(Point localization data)
Content starts
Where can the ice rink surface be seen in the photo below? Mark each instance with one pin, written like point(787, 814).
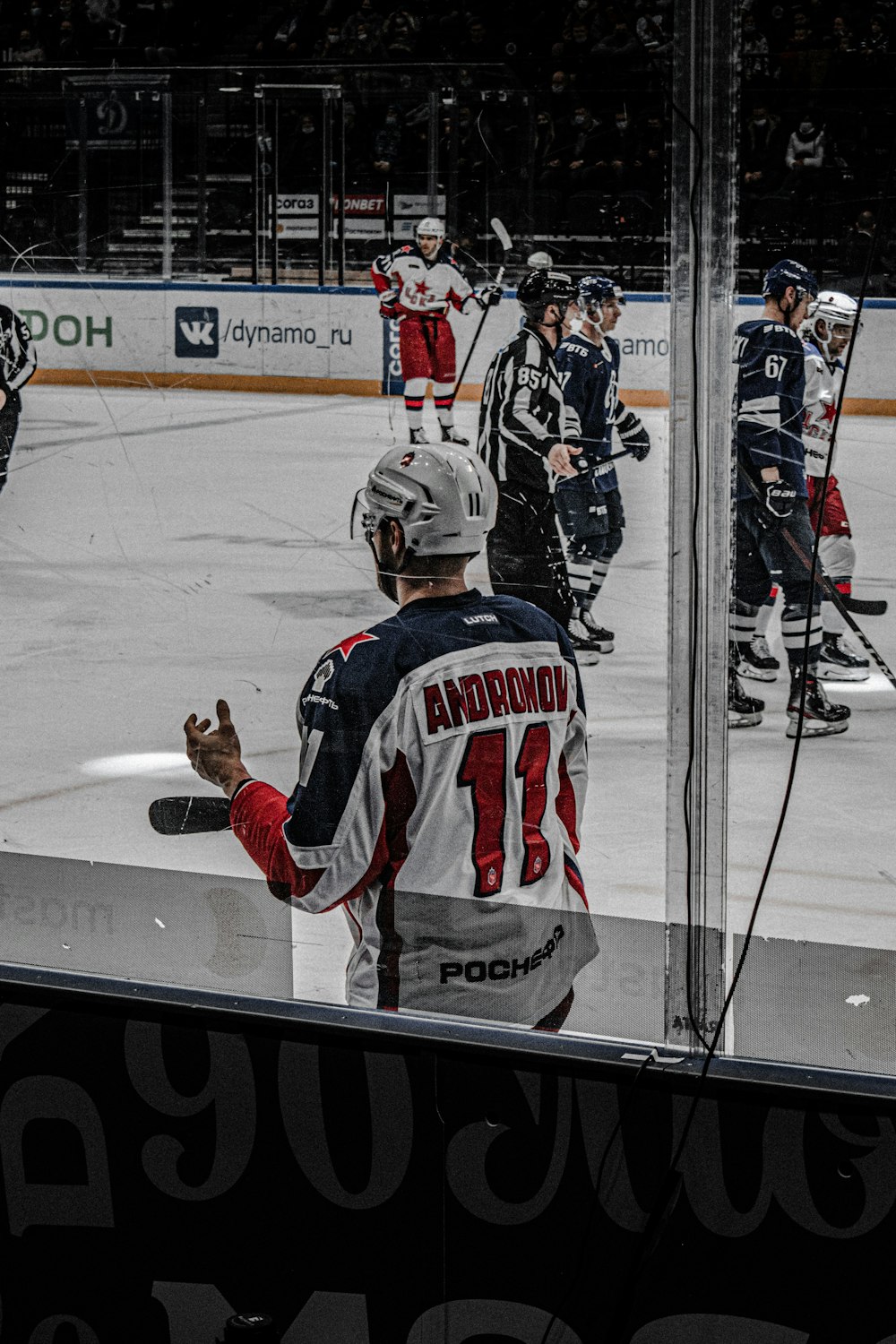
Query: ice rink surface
point(161, 548)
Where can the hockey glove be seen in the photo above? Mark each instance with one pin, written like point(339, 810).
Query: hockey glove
point(634, 435)
point(389, 303)
point(489, 296)
point(778, 500)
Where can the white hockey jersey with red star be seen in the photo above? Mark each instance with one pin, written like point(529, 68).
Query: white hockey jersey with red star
point(421, 285)
point(440, 800)
point(823, 392)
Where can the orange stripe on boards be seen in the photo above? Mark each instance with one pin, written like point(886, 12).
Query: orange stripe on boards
point(340, 386)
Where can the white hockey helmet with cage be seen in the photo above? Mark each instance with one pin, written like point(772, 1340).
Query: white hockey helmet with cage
point(836, 309)
point(446, 500)
point(430, 228)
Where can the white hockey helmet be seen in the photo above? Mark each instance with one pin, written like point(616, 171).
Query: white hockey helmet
point(837, 309)
point(433, 228)
point(446, 500)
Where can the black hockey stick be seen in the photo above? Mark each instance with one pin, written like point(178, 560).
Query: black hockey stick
point(826, 586)
point(188, 816)
point(504, 238)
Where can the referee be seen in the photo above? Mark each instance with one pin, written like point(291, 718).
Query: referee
point(521, 432)
point(16, 366)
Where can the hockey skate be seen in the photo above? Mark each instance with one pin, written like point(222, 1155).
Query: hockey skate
point(587, 652)
point(839, 663)
point(602, 637)
point(821, 718)
point(745, 711)
point(450, 435)
point(758, 661)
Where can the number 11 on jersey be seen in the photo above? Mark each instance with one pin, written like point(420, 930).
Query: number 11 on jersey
point(484, 773)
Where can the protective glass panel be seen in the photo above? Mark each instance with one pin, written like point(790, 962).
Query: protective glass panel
point(174, 537)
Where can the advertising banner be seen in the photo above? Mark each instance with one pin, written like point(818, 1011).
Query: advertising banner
point(331, 338)
point(167, 1166)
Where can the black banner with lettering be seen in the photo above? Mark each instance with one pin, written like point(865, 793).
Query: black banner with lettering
point(168, 1166)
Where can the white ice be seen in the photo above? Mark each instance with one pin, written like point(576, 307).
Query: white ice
point(166, 548)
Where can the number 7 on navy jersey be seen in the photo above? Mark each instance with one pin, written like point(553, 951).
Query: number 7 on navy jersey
point(484, 773)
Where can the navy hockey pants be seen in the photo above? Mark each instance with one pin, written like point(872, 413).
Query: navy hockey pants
point(763, 556)
point(8, 426)
point(525, 556)
point(591, 519)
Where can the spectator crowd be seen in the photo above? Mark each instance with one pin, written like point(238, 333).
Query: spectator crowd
point(565, 101)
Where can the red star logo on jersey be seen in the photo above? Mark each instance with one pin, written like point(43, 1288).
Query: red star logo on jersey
point(351, 642)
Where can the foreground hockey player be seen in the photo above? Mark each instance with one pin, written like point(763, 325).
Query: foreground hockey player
point(16, 366)
point(522, 425)
point(771, 496)
point(826, 332)
point(443, 773)
point(590, 504)
point(417, 285)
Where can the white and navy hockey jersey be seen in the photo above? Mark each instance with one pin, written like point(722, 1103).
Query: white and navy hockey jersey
point(771, 382)
point(440, 800)
point(422, 288)
point(590, 382)
point(823, 392)
point(18, 360)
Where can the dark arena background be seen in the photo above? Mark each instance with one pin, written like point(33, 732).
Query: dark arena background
point(199, 1139)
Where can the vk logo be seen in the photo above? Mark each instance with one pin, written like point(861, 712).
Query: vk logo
point(196, 332)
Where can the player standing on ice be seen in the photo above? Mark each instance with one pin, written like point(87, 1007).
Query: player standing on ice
point(771, 495)
point(18, 363)
point(443, 773)
point(417, 285)
point(826, 333)
point(522, 424)
point(590, 504)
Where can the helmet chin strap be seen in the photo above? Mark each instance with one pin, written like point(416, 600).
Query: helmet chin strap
point(386, 578)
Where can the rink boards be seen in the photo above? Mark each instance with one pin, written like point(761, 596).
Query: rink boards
point(309, 339)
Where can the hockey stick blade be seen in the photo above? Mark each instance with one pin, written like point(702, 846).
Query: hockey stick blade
point(501, 234)
point(866, 607)
point(188, 816)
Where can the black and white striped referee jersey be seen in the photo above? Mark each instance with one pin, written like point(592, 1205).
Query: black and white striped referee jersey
point(522, 414)
point(18, 360)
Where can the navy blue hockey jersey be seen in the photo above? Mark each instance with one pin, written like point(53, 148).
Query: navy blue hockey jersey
point(590, 381)
point(440, 798)
point(771, 383)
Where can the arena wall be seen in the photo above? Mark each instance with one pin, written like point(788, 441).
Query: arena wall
point(309, 339)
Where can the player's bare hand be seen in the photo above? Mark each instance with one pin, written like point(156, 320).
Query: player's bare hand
point(215, 753)
point(559, 459)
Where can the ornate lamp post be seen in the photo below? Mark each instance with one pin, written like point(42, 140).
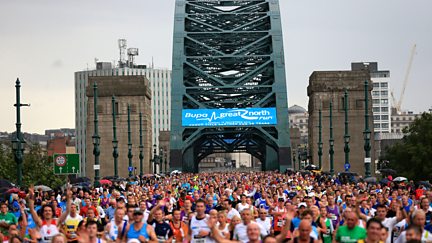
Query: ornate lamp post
point(331, 140)
point(367, 133)
point(161, 152)
point(130, 156)
point(166, 161)
point(293, 156)
point(154, 159)
point(320, 143)
point(115, 141)
point(346, 135)
point(141, 156)
point(95, 137)
point(17, 142)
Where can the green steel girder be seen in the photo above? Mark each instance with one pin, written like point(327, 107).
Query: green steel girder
point(228, 54)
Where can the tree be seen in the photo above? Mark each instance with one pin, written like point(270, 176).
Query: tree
point(412, 156)
point(37, 167)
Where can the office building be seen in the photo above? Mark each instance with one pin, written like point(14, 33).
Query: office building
point(381, 107)
point(160, 85)
point(328, 87)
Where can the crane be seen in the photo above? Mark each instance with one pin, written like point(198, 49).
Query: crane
point(398, 104)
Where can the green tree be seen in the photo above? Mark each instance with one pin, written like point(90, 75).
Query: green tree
point(412, 156)
point(37, 167)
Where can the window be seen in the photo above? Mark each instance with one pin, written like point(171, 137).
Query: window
point(100, 109)
point(360, 104)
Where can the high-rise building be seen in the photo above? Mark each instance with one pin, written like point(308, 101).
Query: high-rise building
point(160, 85)
point(326, 89)
point(381, 107)
point(299, 117)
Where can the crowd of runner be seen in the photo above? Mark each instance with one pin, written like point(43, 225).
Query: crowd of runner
point(222, 207)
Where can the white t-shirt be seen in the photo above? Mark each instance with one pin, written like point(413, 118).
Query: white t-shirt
point(266, 224)
point(426, 237)
point(240, 232)
point(233, 212)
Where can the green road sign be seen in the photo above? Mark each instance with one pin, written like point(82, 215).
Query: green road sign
point(66, 164)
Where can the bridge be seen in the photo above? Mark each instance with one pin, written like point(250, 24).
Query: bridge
point(228, 83)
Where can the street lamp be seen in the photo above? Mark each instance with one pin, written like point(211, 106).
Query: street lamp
point(367, 133)
point(154, 159)
point(114, 141)
point(95, 137)
point(320, 144)
point(141, 147)
point(346, 135)
point(161, 152)
point(130, 156)
point(17, 142)
point(331, 140)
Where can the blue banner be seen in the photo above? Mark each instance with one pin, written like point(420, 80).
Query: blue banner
point(229, 117)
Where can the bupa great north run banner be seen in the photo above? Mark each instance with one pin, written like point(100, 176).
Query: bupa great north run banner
point(228, 117)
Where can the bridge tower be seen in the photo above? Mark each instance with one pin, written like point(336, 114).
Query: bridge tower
point(228, 58)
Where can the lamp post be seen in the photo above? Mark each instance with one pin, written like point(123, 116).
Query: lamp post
point(130, 156)
point(166, 162)
point(95, 137)
point(331, 140)
point(154, 159)
point(161, 159)
point(293, 159)
point(346, 135)
point(17, 142)
point(367, 133)
point(115, 141)
point(141, 156)
point(320, 144)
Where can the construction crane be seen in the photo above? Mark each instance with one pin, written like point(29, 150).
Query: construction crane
point(398, 104)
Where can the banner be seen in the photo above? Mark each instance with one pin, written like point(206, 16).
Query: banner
point(228, 117)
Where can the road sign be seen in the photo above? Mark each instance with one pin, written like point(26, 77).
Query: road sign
point(347, 166)
point(65, 164)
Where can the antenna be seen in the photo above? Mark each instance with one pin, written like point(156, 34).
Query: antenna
point(132, 52)
point(122, 48)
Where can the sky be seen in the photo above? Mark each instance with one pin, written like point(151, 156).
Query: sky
point(44, 42)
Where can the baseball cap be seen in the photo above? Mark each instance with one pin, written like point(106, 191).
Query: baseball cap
point(138, 211)
point(301, 205)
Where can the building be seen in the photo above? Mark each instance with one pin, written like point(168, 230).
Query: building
point(299, 117)
point(328, 87)
point(132, 91)
point(401, 120)
point(381, 106)
point(60, 145)
point(160, 85)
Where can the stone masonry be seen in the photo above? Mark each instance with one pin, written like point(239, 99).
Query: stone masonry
point(326, 86)
point(133, 90)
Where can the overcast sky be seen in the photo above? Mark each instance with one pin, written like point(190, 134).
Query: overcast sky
point(45, 42)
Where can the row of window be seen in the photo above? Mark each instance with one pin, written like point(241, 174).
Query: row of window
point(382, 117)
point(382, 92)
point(382, 85)
point(380, 109)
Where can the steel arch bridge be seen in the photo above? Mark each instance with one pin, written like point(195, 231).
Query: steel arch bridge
point(228, 54)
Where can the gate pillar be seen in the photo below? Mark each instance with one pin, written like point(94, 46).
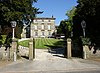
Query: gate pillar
point(69, 54)
point(31, 49)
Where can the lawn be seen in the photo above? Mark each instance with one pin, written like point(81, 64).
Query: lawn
point(44, 43)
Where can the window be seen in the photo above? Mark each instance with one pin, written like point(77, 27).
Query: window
point(49, 27)
point(49, 33)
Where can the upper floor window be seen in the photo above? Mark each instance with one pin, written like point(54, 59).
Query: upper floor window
point(35, 27)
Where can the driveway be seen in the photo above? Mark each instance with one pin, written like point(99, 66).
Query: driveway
point(50, 62)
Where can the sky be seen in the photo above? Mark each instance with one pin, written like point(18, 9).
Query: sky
point(55, 8)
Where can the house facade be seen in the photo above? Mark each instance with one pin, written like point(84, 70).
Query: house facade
point(42, 27)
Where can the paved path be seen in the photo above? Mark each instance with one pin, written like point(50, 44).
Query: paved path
point(47, 62)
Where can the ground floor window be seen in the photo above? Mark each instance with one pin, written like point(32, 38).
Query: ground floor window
point(36, 33)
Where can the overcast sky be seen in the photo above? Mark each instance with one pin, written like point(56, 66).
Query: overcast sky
point(57, 8)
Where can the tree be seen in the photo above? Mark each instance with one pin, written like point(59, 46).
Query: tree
point(88, 10)
point(15, 9)
point(65, 28)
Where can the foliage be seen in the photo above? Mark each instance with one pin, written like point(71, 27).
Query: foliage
point(65, 28)
point(88, 10)
point(85, 41)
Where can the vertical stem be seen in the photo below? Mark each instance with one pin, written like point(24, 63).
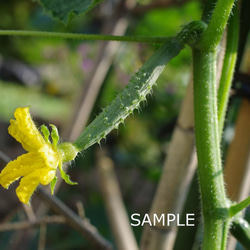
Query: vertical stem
point(228, 67)
point(213, 197)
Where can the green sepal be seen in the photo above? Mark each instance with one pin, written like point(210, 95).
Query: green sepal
point(54, 135)
point(53, 184)
point(45, 132)
point(66, 177)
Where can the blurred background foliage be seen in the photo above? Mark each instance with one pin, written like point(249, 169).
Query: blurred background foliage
Content ends
# [Activity]
Without the pictures, give again exactly the lines above starting at the line containing "Query: navy blue hockey jersey" and ending at the line containing "Where can the high-rise".

# [Task result]
Query: navy blue hockey jersey
point(590, 381)
point(440, 798)
point(771, 383)
Where can the arena wall be seen in the photo above? Mark each instance with one pin, written like point(788, 441).
Query: arena wall
point(309, 339)
Where can the player's bare hand be seen in the photo above? Mark each instance with one pin, written like point(156, 320).
Query: player's bare hand
point(215, 753)
point(559, 459)
Where can the ornate lamp post be seen in the photo below? Mark each instance with one pin, written like point(42, 140).
Query: ornate lamp post
point(331, 140)
point(367, 133)
point(161, 152)
point(130, 156)
point(166, 161)
point(293, 156)
point(154, 159)
point(320, 143)
point(115, 141)
point(346, 135)
point(141, 156)
point(95, 137)
point(17, 142)
Where can the green steel girder be seen in the photo above? Mark each instance with one pin, written like point(327, 107).
Query: green steel girder
point(228, 54)
Where can the tree be seen in the photo above? Mark each instance with one pin, written like point(270, 176).
Query: tree
point(412, 156)
point(37, 167)
Where can the office building be seen in the photo above? Mark each instance with one pin, written like point(14, 33).
Query: office building
point(381, 107)
point(160, 85)
point(328, 87)
Where can the crane be seen in the photo above? Mark each instance with one pin, written like point(198, 49).
Query: crane
point(398, 104)
Where can the green tree be seen in the photo above? Mark each instance with one pin, written like point(90, 75).
Query: green tree
point(412, 156)
point(37, 167)
Where can the window be seen in the photo above? Mark each instance with one pin, written like point(171, 137).
Query: window
point(100, 109)
point(360, 104)
Where can the high-rise building be seen in the photo above? Mark each instance with one pin, written like point(308, 101).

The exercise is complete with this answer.